» Activity list
1 - According to the concert review below, why does "Double Sextet" start before the musicians do? Answer in one to three sentences.
2 - Carry the concert review below forward from its final sentence.

Thursday, June 12, 2008

Concert Review -- Eighth Blackbird

Casual Listening

Concert Review

Eighth Blackbird, May 29 2009, Harris Theater, Chicago

"America's greatest living composer" was upstaged last week. The Chicago-based new music ensemble Eighth Blackbird gave two Midwest premieres of commissioned work: Steve Reich's "Double Sextet" and "Singing in the Dead of Night," a collaboration by the artistic visionaries behind the Bang on a Can collective. Despite a worthy and interesting piece by Reich, the younger group's choreographed opus took more risks and ultimately won the audience.

Although I'm a recent admirer of Reich (I started exploring his work in preparation for the review of "Daniel Variations" in this space two months ago), I'm willing to put him on the short list for the "greatest," a label he's been given by both the New York Times and the Village Voice. At its best, his work has rhythmic intensity, harmonic richness, and depth of meaning. Stylistically, he's a more interesting cousin to film score darling Phillip Glass -- employing repeated musical patterns that transform before your ears.

“Double Sextet” starts before the musicians do, the six performers having prerecorded themselves playing half of the piece. The live musicians enter playing the same instruments a few beats after the tape starts, and the interlock produces a dense, intricate sound.

The piece opens at a rhythmic gallop, alternating pairs and threes in zigzagging combinations. Piano and vibraphone drive the rhythm, while flute, clarinet, violin, and cello provide melodic contrast. The harmonies are shotgun clusters of tones connected by their forward momentum.

The second movement is signaled by the precipitous drop of the piano and vibes to half speed. The strings play elongated notes, and the live and recorded instruments seem to finish each others' sentences. The bow leaves the cello, the sound continues, and the bow eventually reconnects.

Equally abruptly we resume the gallop for movement three. The string and wind instruments shift back to more staccato patterns, and the whole charges on toward the conclusion. The final movement is a controlled cacophony of energy and motion, the musical equivalent of standing underneath high-tension power lines.

"Singing in the Dead of Night" is a collaboration between composers David Lang, Michael Gordon, and Julia Wolfe, with choreography by Susan Marshall. Lang, Gordon, and Wolfe are the musical heirs to Reich's brand of Minimalism, with Lang recently winning a Pulitzer for his compositions. Through founding Bang on a Can, a composers’ and musicians’ collective, the three are substantially responsible for new music's extreme makeover as a hipster art form. The name is suggestive of their aesthetic, which is less pretentious and more playful than one would expect for high art.

As one of the group's patrons explained to me, Marshall has created chore-ography, as in work. It's less about dancing than it is about the musicians keeping occupied in visually interesting ways.

The Prologue clusters the musicians in the center of the stage. A piccolo replaces the flute, and all of the musicians are playing in the higher registers of their instruments. Intentionally or unintentionally, the complex, repeating figures are a smooth musical transition from "Double Sextet," yet signal something unexpected on the way.

» Extracted data
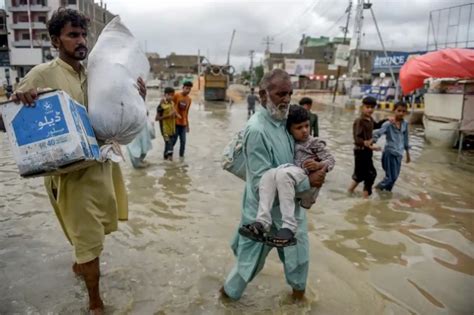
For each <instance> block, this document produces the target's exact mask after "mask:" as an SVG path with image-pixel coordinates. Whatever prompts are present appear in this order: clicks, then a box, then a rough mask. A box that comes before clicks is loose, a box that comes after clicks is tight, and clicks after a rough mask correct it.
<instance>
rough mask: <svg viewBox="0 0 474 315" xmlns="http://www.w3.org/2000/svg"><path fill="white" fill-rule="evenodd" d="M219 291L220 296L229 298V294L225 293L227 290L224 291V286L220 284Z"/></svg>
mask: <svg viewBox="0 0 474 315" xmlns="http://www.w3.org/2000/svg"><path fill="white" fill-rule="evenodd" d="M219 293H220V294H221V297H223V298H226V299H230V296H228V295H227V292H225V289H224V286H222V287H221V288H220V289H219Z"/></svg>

==

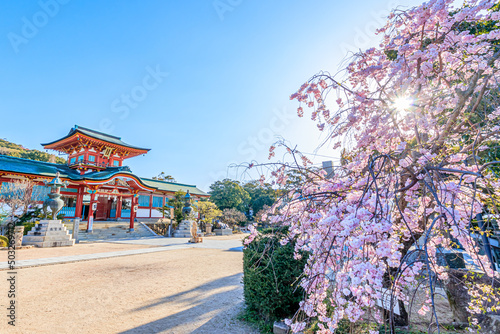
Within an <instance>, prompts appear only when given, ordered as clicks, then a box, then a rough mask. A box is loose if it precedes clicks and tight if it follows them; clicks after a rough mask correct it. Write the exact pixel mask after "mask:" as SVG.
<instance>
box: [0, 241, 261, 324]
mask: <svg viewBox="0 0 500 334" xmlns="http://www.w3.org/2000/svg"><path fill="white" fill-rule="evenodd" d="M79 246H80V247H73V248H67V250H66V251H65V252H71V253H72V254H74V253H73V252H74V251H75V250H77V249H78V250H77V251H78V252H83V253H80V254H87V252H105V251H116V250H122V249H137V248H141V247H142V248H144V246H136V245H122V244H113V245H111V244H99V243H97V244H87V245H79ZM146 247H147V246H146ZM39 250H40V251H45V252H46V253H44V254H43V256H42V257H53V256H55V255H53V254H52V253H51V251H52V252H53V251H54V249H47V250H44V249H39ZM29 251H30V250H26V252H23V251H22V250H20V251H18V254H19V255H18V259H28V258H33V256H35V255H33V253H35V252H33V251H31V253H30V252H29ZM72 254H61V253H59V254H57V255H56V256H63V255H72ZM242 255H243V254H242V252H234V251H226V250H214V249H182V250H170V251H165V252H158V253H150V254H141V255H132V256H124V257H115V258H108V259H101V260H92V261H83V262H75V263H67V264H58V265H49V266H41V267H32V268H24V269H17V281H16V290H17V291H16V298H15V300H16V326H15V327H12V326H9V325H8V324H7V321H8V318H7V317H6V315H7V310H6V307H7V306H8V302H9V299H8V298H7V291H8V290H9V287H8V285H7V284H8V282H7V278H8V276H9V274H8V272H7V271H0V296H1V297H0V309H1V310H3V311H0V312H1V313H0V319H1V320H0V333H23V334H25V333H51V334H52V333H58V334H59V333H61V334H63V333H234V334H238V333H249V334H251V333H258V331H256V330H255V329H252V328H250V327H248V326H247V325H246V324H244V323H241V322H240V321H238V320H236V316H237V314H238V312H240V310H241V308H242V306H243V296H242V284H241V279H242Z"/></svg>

* * *

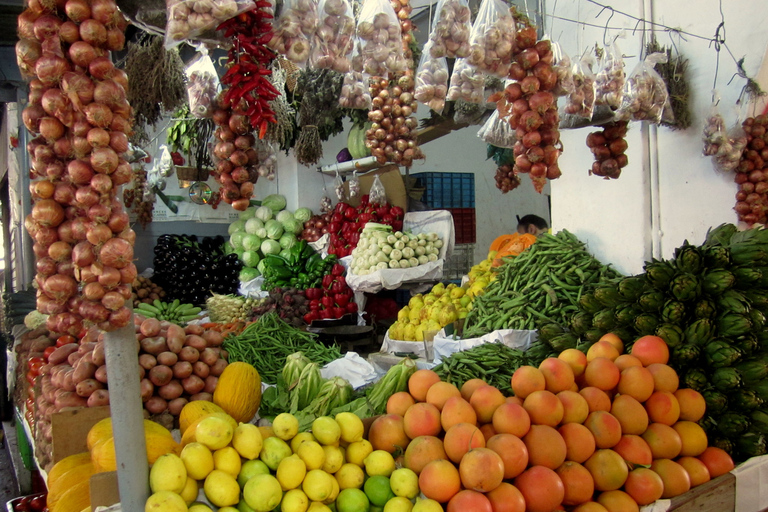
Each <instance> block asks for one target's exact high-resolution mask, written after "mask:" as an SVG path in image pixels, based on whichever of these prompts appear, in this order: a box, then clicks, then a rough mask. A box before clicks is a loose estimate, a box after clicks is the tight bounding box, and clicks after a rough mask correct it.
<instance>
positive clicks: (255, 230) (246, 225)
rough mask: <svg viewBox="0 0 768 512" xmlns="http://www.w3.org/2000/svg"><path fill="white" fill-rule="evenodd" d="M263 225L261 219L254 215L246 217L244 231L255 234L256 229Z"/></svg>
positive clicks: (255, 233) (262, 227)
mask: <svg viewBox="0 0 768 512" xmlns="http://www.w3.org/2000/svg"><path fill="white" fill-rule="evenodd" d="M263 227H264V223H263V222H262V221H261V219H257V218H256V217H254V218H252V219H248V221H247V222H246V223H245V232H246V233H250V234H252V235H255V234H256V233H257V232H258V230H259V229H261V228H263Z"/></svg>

» Answers for the tasks
1 - The six performers prerecorded themselves playing half of the piece, so the tape starts first. The live musicians then come in a few beats later on the same instruments.

2 -
The cello opens "Episode 1" with a layer of sliding notes, giving a sound like an accelerating car shifting through the low gears. The other players wander to instruments placed around the stage. The pianist grabs an accordion, and one by one the string and wind players join the percussionist at a table with steel cans, pipes, and rods. The ensemble starts a pattern: car noises, a clang of cans, and a triumphant chord on the accordion. Eventually, the accordion is dropped and the piano returns, with three musicians on the bench, and one strumming the strings inside.

An amplified mat is placed centerstage for "Episode 2," and as the flute and clarinet play sustained tones, the ensemble loads one of the players arms with all of the percussion paraphernalia. It's only a matter of time before he loses his grip. The dramatic tension is rich, as he holds on longer than expected, not unlike the chef on the old Sesame Street clip that tumbles down the stairs with a double-armload of cream pies. The musician stacks all of the fallen percussion onto a cymbal, and as he prepares to cart it offstage, lets the cymbal tip, unloading another riot of clanging.

A dreamlike musical background begins "Episode 3." A table is placed over the sound mat, and buckets of sand are dumped on. Two musicians pull up chairs and lie their torsos across the table. Their bodies brush back and forth, causing the sand to fall. The music turns slowly from dream to nightmare, becoming chaotic and dissonant.

The Epilogue returns to the complexity of the prologue. Stage lights cast enormous shadows of the musicians on the back wall, and multiple lights create a visual interlock that matches that of the music.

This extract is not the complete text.